# INPUT RECORDS
+ + +

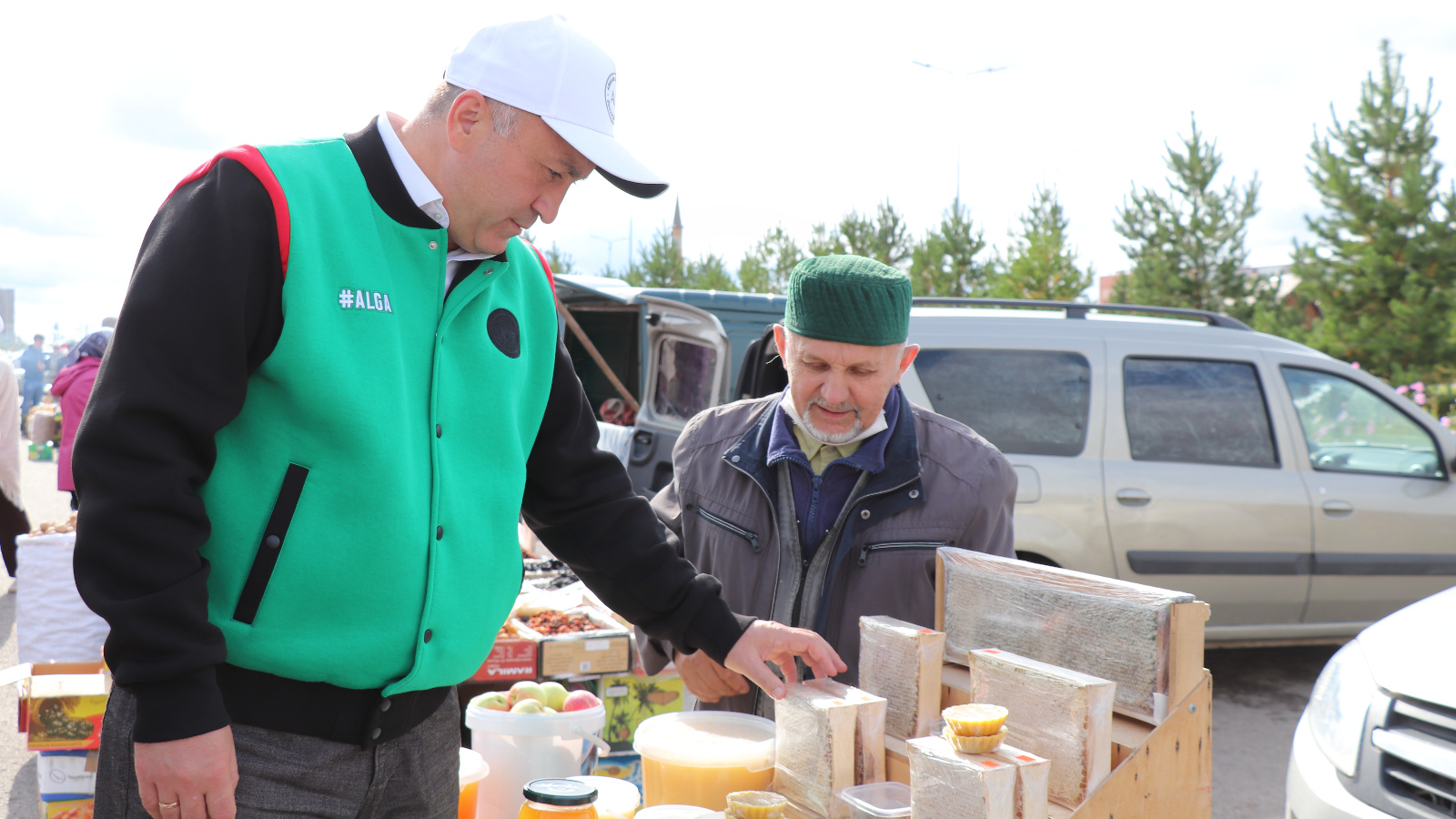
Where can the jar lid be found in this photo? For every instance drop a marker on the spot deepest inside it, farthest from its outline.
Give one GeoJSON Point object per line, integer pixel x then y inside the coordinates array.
{"type": "Point", "coordinates": [561, 793]}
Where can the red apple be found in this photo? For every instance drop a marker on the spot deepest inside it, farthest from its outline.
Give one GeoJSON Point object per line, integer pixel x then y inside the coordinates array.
{"type": "Point", "coordinates": [580, 702]}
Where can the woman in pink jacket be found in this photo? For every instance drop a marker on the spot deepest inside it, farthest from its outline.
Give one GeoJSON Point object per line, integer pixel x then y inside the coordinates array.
{"type": "Point", "coordinates": [73, 387]}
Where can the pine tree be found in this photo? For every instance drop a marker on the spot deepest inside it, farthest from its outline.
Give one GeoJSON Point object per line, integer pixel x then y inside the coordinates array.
{"type": "Point", "coordinates": [710, 273]}
{"type": "Point", "coordinates": [1187, 245]}
{"type": "Point", "coordinates": [1382, 266]}
{"type": "Point", "coordinates": [883, 237]}
{"type": "Point", "coordinates": [944, 264]}
{"type": "Point", "coordinates": [1040, 264]}
{"type": "Point", "coordinates": [766, 266]}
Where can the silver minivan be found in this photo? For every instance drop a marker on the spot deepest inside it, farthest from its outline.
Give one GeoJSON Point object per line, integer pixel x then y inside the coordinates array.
{"type": "Point", "coordinates": [1295, 493]}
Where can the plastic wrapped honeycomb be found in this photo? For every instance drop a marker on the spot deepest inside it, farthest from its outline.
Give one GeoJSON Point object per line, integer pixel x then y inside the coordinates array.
{"type": "Point", "coordinates": [1097, 625]}
{"type": "Point", "coordinates": [948, 784]}
{"type": "Point", "coordinates": [1031, 780]}
{"type": "Point", "coordinates": [814, 749]}
{"type": "Point", "coordinates": [902, 662]}
{"type": "Point", "coordinates": [1056, 713]}
{"type": "Point", "coordinates": [870, 729]}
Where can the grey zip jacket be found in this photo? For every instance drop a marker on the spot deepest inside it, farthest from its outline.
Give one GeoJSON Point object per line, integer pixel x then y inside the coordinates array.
{"type": "Point", "coordinates": [733, 516]}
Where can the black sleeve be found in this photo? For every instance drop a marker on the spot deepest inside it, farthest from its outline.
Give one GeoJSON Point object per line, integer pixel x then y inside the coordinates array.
{"type": "Point", "coordinates": [203, 310]}
{"type": "Point", "coordinates": [580, 503]}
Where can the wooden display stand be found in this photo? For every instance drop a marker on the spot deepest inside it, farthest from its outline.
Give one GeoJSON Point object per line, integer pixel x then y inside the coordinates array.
{"type": "Point", "coordinates": [1158, 771]}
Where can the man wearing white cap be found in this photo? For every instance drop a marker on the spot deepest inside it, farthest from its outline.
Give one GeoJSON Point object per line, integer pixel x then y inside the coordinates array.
{"type": "Point", "coordinates": [335, 383]}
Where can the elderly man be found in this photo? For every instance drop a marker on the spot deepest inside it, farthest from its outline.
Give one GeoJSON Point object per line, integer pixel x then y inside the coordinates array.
{"type": "Point", "coordinates": [827, 501]}
{"type": "Point", "coordinates": [334, 388]}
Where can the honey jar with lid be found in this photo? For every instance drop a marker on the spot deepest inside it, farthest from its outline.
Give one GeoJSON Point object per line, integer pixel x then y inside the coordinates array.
{"type": "Point", "coordinates": [558, 799]}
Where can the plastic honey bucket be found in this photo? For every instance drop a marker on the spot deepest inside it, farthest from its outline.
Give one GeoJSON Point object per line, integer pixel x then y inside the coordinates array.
{"type": "Point", "coordinates": [701, 756]}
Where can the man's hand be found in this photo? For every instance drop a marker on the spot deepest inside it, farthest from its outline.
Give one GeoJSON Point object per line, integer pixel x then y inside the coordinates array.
{"type": "Point", "coordinates": [706, 680]}
{"type": "Point", "coordinates": [768, 642]}
{"type": "Point", "coordinates": [198, 774]}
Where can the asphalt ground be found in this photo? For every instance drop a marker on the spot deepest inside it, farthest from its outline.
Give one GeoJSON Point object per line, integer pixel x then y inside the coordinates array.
{"type": "Point", "coordinates": [1257, 698]}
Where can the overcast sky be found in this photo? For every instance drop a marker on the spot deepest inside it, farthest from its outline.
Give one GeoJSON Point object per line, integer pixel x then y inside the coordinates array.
{"type": "Point", "coordinates": [756, 113]}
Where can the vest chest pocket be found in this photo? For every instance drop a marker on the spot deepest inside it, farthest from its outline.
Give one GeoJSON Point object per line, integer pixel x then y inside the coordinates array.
{"type": "Point", "coordinates": [897, 547]}
{"type": "Point", "coordinates": [271, 545]}
{"type": "Point", "coordinates": [728, 525]}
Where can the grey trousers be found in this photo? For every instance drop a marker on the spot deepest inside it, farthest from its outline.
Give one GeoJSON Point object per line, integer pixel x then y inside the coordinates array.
{"type": "Point", "coordinates": [284, 774]}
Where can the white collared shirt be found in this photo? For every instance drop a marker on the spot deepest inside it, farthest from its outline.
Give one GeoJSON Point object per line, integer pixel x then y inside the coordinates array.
{"type": "Point", "coordinates": [422, 191]}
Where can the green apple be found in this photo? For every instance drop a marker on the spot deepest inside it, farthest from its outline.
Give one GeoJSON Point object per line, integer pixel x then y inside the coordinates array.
{"type": "Point", "coordinates": [529, 707]}
{"type": "Point", "coordinates": [495, 702]}
{"type": "Point", "coordinates": [555, 694]}
{"type": "Point", "coordinates": [526, 690]}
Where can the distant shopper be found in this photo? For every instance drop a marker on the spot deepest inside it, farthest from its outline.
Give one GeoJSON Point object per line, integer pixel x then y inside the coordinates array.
{"type": "Point", "coordinates": [12, 511]}
{"type": "Point", "coordinates": [33, 361]}
{"type": "Point", "coordinates": [73, 387]}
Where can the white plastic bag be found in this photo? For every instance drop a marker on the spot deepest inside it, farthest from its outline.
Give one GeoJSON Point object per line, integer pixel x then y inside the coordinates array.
{"type": "Point", "coordinates": [53, 624]}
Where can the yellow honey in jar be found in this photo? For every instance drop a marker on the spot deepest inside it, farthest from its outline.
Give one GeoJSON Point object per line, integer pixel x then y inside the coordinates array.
{"type": "Point", "coordinates": [701, 756]}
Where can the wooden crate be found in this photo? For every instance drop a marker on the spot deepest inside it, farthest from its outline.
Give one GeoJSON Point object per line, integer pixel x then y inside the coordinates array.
{"type": "Point", "coordinates": [1158, 771]}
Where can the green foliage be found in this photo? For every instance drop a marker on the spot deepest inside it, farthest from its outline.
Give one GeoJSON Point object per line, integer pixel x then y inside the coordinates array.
{"type": "Point", "coordinates": [766, 266]}
{"type": "Point", "coordinates": [1383, 259]}
{"type": "Point", "coordinates": [944, 264]}
{"type": "Point", "coordinates": [1040, 264]}
{"type": "Point", "coordinates": [1187, 244]}
{"type": "Point", "coordinates": [883, 237]}
{"type": "Point", "coordinates": [710, 273]}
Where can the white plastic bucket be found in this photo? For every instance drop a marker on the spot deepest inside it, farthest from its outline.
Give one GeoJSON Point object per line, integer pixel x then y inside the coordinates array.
{"type": "Point", "coordinates": [521, 748]}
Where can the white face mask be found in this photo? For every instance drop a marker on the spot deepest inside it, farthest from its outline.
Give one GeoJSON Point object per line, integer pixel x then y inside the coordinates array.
{"type": "Point", "coordinates": [855, 433]}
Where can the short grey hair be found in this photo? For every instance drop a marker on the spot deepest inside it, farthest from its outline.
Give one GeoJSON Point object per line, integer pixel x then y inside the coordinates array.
{"type": "Point", "coordinates": [504, 118]}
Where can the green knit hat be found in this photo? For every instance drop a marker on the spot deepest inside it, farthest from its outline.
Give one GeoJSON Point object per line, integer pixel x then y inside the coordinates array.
{"type": "Point", "coordinates": [849, 299]}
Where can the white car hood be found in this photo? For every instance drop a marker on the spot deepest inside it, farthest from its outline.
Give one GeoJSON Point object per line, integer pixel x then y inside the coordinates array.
{"type": "Point", "coordinates": [1411, 652]}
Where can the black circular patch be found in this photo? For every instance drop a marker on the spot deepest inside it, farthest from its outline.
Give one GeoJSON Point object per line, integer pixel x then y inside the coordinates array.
{"type": "Point", "coordinates": [506, 332]}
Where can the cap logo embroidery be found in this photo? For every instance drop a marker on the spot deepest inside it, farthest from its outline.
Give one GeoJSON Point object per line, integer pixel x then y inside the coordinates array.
{"type": "Point", "coordinates": [364, 300]}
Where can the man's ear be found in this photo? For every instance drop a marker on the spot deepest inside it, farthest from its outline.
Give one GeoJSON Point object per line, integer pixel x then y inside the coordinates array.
{"type": "Point", "coordinates": [468, 113]}
{"type": "Point", "coordinates": [906, 359]}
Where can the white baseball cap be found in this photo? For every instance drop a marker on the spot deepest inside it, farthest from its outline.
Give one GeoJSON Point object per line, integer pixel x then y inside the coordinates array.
{"type": "Point", "coordinates": [551, 70]}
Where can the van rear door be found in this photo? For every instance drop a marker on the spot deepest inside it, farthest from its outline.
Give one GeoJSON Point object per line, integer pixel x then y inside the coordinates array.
{"type": "Point", "coordinates": [1201, 491]}
{"type": "Point", "coordinates": [688, 368]}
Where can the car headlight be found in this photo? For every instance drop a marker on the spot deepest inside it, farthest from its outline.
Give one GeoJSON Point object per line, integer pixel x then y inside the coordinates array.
{"type": "Point", "coordinates": [1339, 704]}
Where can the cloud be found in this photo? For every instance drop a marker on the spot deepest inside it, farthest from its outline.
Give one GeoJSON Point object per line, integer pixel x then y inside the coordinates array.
{"type": "Point", "coordinates": [155, 109]}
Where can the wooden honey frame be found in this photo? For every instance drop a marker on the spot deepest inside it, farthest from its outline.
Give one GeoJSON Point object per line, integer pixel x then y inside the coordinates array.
{"type": "Point", "coordinates": [1158, 771]}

+ + +

# EXERCISE OBJECTIVE
Repeat precisely the lines of the data starting at the one containing "Where can the cap", last line included.

# EXERCISE ANSWER
Where can the cap logo embroidery be found in this photo? For every instance drop a marker on the spot deepest inside it, farthest from its outline.
Give one GeoJSON Point object per line, integer pixel x then y inside the coordinates array.
{"type": "Point", "coordinates": [364, 300]}
Where can the man's ear be found in this photo? For every instance drop a marker on the spot deepest inside it, farthest from its outline.
Give one GeoJSON Point object per line, integer pixel x then y inside the coordinates array.
{"type": "Point", "coordinates": [468, 113]}
{"type": "Point", "coordinates": [906, 359]}
Where can the white baseball cap be found in this photo? For every instance drop a marker on the spot deepest inside it, farthest from its outline.
Give one GeoJSON Point object per line, integer pixel x then y inside the coordinates array.
{"type": "Point", "coordinates": [551, 70]}
Where can the van rear door be found in this photo? For every instance drop a marker on the spot deepest inside it, farthest from its outline.
Give one GeoJSON Point object per line, integer pixel x then y inside the coordinates array.
{"type": "Point", "coordinates": [1201, 491]}
{"type": "Point", "coordinates": [688, 368]}
Where can the car headlight be found in this photo? For every instance drop a marker on the spot deepest inside it, farthest from its outline.
Give one GeoJSON Point object per line, integer pixel x then y inside the coordinates array.
{"type": "Point", "coordinates": [1339, 704]}
Where can the cloud be found in this photo? For every instance drop a marker on the spot deepest inside it, farthest from its outline.
Give one GeoJSON Point object per line, integer pixel x then y inside the coordinates array.
{"type": "Point", "coordinates": [155, 109]}
Where can the wooden honey frame be found in this photo? For every instance drop a marker on the spot deepest inside it, farthest from its outline.
Give one GeoJSON Point object per line, integer pixel x then y inside the coordinates array.
{"type": "Point", "coordinates": [1158, 771]}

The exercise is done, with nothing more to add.